Records from a dataset
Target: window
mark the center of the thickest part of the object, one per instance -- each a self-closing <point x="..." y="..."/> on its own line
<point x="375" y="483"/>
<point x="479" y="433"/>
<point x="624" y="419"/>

• **Instruction**: Rewrite the rows above so that "thickest" becomes "widest", leaving every other part of them unchanged.

• **Solution to the exercise**:
Target: window
mark the center of the widest part of the object, one per instance -- each a self-closing <point x="..." y="..."/> on its own line
<point x="375" y="483"/>
<point x="479" y="433"/>
<point x="624" y="419"/>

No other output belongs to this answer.